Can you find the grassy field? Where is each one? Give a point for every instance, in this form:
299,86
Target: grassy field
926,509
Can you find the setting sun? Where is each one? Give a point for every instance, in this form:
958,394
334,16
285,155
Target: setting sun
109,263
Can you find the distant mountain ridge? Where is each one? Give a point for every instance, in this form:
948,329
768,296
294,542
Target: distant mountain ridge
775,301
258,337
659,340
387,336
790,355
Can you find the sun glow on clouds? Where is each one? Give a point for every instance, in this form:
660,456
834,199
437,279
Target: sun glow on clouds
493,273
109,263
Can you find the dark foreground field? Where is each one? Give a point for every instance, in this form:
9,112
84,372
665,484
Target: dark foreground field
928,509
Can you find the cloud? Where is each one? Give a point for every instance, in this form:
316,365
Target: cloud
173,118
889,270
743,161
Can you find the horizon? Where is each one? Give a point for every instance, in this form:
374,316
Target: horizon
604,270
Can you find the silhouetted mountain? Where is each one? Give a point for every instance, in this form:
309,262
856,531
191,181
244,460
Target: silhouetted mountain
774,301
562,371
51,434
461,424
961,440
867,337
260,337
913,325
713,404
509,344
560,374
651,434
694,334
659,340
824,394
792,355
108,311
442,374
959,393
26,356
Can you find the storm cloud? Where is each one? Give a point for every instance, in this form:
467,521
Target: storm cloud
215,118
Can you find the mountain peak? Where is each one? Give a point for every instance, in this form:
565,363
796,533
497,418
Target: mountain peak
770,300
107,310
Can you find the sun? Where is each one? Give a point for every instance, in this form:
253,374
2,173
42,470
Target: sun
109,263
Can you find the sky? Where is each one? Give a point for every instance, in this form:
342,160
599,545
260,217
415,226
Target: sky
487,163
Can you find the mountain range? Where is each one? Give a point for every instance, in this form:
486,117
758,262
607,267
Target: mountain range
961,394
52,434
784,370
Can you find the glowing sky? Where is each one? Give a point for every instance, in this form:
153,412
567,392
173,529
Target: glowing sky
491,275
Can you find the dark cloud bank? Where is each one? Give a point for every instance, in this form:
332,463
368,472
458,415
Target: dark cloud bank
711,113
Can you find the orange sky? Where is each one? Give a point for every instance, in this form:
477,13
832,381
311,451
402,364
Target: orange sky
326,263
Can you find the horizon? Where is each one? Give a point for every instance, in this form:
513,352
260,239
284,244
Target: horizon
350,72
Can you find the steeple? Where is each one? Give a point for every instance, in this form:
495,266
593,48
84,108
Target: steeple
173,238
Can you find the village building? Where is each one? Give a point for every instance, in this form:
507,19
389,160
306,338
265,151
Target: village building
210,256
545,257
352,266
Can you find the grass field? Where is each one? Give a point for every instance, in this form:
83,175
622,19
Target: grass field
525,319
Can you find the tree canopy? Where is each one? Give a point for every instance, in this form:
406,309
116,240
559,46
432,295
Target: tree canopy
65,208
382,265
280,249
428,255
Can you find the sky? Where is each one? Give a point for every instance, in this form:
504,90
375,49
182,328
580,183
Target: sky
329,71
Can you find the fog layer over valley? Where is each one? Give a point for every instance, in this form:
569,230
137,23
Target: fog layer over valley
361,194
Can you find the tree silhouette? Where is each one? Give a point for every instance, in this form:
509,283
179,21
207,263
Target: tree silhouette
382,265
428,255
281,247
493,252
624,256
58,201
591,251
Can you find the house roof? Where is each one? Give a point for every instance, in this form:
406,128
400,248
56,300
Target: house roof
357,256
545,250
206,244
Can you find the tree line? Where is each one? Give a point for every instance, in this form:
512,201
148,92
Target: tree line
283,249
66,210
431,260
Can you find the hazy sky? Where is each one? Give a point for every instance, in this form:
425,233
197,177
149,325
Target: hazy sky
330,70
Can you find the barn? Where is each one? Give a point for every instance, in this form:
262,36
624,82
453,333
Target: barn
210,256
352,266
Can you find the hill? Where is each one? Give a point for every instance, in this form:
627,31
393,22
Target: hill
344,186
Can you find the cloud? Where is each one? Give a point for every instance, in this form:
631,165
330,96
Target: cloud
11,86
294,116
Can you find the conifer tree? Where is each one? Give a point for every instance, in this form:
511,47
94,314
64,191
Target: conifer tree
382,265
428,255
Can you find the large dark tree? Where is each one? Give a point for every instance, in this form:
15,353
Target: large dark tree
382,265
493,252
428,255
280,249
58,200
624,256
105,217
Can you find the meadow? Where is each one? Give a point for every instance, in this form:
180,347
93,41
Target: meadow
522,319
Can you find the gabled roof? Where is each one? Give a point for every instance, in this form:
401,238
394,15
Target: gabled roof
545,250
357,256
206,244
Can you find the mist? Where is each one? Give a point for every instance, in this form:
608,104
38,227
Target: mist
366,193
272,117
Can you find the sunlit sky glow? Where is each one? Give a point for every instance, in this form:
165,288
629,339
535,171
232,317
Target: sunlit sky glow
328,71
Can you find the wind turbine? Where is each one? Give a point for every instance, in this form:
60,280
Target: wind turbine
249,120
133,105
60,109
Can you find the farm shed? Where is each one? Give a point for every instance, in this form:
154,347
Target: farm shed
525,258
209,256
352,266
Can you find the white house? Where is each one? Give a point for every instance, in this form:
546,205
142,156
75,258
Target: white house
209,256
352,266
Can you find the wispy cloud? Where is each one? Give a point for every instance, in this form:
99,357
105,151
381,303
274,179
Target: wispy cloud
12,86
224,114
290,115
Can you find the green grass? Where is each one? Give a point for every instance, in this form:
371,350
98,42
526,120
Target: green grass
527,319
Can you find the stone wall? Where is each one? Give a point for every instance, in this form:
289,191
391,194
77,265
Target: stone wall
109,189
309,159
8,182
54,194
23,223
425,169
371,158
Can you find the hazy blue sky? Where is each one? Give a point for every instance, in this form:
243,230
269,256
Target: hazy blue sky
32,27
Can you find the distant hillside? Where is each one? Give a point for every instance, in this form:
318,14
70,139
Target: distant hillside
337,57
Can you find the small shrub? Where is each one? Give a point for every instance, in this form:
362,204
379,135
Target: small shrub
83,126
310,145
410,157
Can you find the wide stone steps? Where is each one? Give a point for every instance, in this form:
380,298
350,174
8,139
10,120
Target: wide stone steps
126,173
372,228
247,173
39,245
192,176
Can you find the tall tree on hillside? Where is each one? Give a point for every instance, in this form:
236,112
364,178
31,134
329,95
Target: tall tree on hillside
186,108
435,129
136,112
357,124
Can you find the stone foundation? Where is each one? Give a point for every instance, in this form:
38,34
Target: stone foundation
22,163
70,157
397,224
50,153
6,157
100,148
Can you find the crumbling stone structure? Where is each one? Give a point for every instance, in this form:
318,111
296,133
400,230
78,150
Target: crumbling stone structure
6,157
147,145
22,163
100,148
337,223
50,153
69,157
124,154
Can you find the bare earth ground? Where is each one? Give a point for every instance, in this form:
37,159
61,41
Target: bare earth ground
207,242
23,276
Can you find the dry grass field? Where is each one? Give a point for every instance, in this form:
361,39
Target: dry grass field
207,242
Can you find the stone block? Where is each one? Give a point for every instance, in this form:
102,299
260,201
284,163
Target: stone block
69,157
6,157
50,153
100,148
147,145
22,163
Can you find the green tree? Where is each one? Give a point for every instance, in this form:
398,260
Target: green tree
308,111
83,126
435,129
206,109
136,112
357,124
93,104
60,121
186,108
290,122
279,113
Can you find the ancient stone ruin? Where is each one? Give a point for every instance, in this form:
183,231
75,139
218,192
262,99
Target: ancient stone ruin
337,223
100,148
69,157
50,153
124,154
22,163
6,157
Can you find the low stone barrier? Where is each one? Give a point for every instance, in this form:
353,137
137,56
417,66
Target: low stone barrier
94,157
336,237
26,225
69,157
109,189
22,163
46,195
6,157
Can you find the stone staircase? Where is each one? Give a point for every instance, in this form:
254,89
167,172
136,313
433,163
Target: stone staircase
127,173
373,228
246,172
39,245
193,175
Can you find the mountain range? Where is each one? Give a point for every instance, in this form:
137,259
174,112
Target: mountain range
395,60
++++++
#### [Aim of the task]
Extract, unchanged, the part of the rows that opens with the line containing "Can you find the stone staircase?" and closes with the final row, both ends included.

#### [Problem solution]
Can you find the stone staircase? Where is each one? Give a point for every instance, in this form:
254,89
167,172
136,313
433,163
Target: stone staircase
127,173
373,228
246,172
39,245
193,175
Can you find the mountain range? Where is each one? Give a point for every instance, in this form:
137,259
174,112
Target: mountain range
395,60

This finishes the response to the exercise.